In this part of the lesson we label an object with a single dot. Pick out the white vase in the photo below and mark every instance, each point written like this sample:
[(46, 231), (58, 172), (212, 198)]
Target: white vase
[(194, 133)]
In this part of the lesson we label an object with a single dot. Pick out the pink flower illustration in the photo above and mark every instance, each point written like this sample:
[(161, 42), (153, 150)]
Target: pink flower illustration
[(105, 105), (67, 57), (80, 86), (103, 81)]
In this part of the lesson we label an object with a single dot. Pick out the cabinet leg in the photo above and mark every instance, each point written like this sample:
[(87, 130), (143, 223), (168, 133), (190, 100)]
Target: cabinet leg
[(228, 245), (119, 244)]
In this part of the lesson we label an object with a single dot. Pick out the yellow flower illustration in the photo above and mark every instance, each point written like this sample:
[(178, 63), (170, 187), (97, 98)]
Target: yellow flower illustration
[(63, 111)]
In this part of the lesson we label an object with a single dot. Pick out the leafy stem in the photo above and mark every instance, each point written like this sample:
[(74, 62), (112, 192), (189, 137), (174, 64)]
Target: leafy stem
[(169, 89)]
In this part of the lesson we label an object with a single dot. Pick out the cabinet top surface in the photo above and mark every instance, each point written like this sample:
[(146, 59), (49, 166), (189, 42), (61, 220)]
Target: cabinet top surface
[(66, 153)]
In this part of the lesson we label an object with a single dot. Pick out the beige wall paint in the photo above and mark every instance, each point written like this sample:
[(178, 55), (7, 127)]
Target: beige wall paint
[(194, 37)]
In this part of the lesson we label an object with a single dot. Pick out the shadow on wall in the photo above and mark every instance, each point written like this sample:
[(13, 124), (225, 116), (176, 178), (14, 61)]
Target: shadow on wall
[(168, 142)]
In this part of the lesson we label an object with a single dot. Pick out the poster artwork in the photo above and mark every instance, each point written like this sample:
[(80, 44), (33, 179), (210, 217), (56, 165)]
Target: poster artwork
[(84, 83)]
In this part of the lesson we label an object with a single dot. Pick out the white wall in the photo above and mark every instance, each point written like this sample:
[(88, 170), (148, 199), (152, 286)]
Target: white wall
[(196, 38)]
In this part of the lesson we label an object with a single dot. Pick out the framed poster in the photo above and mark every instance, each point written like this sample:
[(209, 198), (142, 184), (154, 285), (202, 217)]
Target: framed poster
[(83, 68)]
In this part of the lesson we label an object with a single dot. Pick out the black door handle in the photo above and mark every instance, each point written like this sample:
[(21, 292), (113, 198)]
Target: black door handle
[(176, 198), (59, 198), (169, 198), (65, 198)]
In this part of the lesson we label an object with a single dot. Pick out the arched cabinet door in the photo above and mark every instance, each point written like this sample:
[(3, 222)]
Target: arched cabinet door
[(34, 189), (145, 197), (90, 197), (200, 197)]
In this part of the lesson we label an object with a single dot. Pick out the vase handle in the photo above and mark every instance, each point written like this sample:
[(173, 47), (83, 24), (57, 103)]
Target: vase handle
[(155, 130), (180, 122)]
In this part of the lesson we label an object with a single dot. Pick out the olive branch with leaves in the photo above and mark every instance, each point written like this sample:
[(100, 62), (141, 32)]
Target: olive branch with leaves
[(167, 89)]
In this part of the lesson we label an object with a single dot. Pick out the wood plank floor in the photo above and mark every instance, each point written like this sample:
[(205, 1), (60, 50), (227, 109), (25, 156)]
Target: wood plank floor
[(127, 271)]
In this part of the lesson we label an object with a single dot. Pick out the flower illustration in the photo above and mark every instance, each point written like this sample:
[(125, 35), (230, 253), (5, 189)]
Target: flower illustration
▬▬▬
§ Alıştırma görevi: "out the pink" ifadesinin geçtiği satırdan başlayıp "[(196, 38)]" ifadesinin geçtiği satır da dahil olmak üzere bu satırları, boş satırları atlayarak numaralı bir liste hâlinde yazın.

§ Nihai cevap:
1. In this part of the lesson we label an object with a single dot. Pick out the pink flower illustration in the photo above and mark every instance, each point written like this sample:
2. [(161, 42), (153, 150)]
3. Target: pink flower illustration
4. [(105, 105), (67, 57), (80, 86), (103, 81)]
5. In this part of the lesson we label an object with a single dot. Pick out the cabinet leg in the photo above and mark every instance, each point written like this sample:
6. [(87, 130), (143, 223), (168, 133), (190, 100)]
7. Target: cabinet leg
8. [(228, 245), (119, 244)]
9. In this part of the lesson we label an object with a single dot. Pick out the yellow flower illustration in the photo above and mark every instance, each point written like this sample:
10. [(178, 63), (170, 187), (97, 98)]
11. Target: yellow flower illustration
12. [(63, 111)]
13. In this part of the lesson we label an object with a single dot. Pick out the leafy stem in the photo above and mark every instance, each point written like this sample:
14. [(74, 62), (112, 192), (189, 137), (174, 64)]
15. Target: leafy stem
16. [(169, 89)]
17. In this part of the lesson we label an object with a single dot. Pick out the cabinet top surface in the photo above and mark every instance, each point written like this sample:
18. [(146, 59), (49, 166), (189, 42), (61, 220)]
19. Target: cabinet top surface
20. [(66, 153)]
21. In this part of the lesson we label an object with a single dot. Pick out the beige wall paint in the photo above and mark every instance, each point written like this sample:
22. [(178, 55), (7, 127)]
23. Target: beige wall paint
24. [(194, 37)]
25. In this part of the lesson we label an object with a single dot. Pick out the shadow on wall in the photo above and mark every instance, each point written like this sample:
26. [(13, 124), (225, 116), (176, 178), (14, 61)]
27. Target: shadow on wall
28. [(168, 142)]
29. In this part of the lesson we label an object with a single dot. Pick out the poster artwork in the photo above and mark every instance, each point written like this sample:
30. [(80, 44), (33, 179), (210, 217), (56, 165)]
31. Target: poster artwork
32. [(84, 83)]
33. In this part of the lesson we label an object with a single dot. Pick out the white wall in the photo above and mark every instance, each point written like this sample:
34. [(88, 170), (148, 199), (152, 286)]
35. Target: white wall
36. [(196, 38)]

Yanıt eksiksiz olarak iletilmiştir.